(Saved data entries)
■ ■ ■ ■ ■
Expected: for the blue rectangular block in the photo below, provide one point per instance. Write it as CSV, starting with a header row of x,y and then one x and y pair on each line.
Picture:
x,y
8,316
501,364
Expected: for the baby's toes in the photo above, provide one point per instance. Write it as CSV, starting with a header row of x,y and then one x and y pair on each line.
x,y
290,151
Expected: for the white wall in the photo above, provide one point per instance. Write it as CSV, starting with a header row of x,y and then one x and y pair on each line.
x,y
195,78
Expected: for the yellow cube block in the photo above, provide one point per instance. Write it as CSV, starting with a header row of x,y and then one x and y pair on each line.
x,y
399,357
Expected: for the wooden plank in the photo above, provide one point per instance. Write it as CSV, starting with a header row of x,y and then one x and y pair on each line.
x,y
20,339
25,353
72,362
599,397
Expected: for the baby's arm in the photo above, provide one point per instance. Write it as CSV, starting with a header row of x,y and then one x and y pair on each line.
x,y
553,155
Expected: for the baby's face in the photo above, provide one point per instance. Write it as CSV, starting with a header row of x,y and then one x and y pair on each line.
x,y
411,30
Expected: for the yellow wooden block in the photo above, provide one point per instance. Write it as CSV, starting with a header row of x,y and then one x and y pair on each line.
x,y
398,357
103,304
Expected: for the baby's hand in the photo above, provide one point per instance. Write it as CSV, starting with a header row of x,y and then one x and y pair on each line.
■ ■ ■ ■ ■
- **EXERCISE AIM**: The response should consist of the entries above, retyped exactly.

- **OUTPUT FOR THIS EXERCISE**:
Expected: for the blue rectangular block in the photo below, provide one point per instance. Write it as CSV, starting with a header row of x,y and then one x and y pair on each line.
Picture:
x,y
8,316
501,364
Expected: for the baby's toes in the photo above, provide one point per instance. Write it as CSV, starting with a header row of x,y and then one x and y pair on each line.
x,y
290,151
Expected: for the white wall in the photo above, provide one point per instance. Write it as CSV, starting with a header row of x,y and then one x and y pair on each line.
x,y
195,78
Expected: for the yellow cube block in the photo above, provide one point per instance. Write it as CSV, starting with a header row of x,y and then one x and y pair on each line.
x,y
399,357
Expected: for the wooden plank in the photo above, provide one point per instance. Write it as CSV, starting with a header row of x,y and then one x and y pair on each line.
x,y
20,339
25,353
72,362
599,397
Expected: for the baby's arm in the photo above, provide one point per instance. Write it as CSV, starting with a header row of x,y and then one x and y pair on each line.
x,y
553,155
Expected: for the baby's face in the photo above, provide one point per instance. Write it as CSV, starting with a header row of x,y and then one x and y pair on each line.
x,y
411,30
Expected: for the yellow wooden block in the photo above, provide one point per instance. Write it as CSV, starting with a header row of x,y and then one x and y pair on each line.
x,y
398,357
103,304
Expected: for the baby's hand in the photo above, provide one point per instance. Write it as CSV, starting with a header row of x,y and then one x and y pair on each line.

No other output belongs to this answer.